## [Work instructions]
Recreate the listing that follows line for line, without pictures.

## [Source material]
┄┄┄┄┄┄┄┄┄┄┄┄┄┄┄┄┄┄┄┄
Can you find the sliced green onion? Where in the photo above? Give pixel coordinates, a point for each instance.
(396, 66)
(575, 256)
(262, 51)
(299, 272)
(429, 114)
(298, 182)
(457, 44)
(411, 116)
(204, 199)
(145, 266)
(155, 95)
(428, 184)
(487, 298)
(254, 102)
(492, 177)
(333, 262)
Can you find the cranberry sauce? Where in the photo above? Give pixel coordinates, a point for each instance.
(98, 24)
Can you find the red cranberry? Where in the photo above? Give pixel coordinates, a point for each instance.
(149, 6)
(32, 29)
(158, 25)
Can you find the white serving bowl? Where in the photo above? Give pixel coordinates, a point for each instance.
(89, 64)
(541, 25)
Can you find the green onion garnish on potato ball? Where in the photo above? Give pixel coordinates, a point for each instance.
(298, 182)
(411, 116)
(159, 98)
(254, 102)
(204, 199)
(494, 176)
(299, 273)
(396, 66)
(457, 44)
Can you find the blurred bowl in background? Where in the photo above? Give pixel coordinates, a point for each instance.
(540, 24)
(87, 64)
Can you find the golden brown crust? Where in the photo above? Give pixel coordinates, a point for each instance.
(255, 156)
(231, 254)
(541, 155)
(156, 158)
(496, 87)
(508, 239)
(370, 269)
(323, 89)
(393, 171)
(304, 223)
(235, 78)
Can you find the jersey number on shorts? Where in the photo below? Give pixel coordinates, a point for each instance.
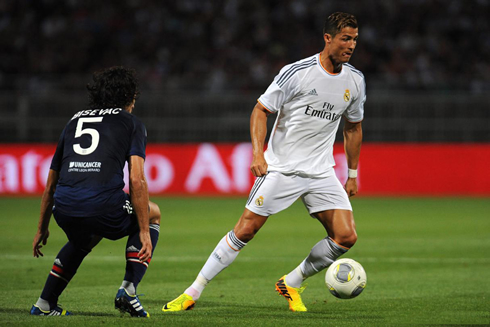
┄┄┄┄┄┄┄┄┄┄┄┄┄┄┄┄┄┄┄┄
## [Result of this exercise]
Can you find the sliced green onion? Where in the photo above? Give pixel coordinates, a point for each instance.
(396, 66)
(575, 256)
(262, 51)
(299, 272)
(429, 114)
(298, 182)
(457, 44)
(411, 116)
(204, 199)
(145, 266)
(155, 95)
(428, 184)
(487, 298)
(254, 102)
(492, 177)
(333, 262)
Can you find the cranberry sauce? Where in the photo above? Give pixel coordinates, a point for each instance.
(98, 24)
Can you find the red cranberry? Where in the photo above? Give pixel coordinates, a point for each instance.
(149, 6)
(32, 29)
(158, 25)
Can you find the white serving bowl? Where in the photo above? Give pixel coordinates, a point for each instance.
(89, 64)
(541, 25)
Can you find the green onion garnish on potato ball? Where in the photo above? Give pixel coordinates, a point for each instance.
(298, 182)
(411, 116)
(159, 98)
(254, 102)
(204, 199)
(494, 176)
(299, 273)
(396, 66)
(457, 44)
Can you find the blurred bowl in background? Where in the photo above? Give pixel coordinates, a point for each instance.
(540, 24)
(87, 64)
Can you find the golden brown crust? Where in the photo above? Give pixel coordinates, a point for each instance.
(255, 156)
(231, 254)
(541, 155)
(156, 158)
(496, 87)
(508, 239)
(370, 269)
(323, 89)
(393, 171)
(304, 223)
(235, 78)
Can you find the jersey number on shorts? Where in the photo below? Give pixel coordinates, a point for each instance.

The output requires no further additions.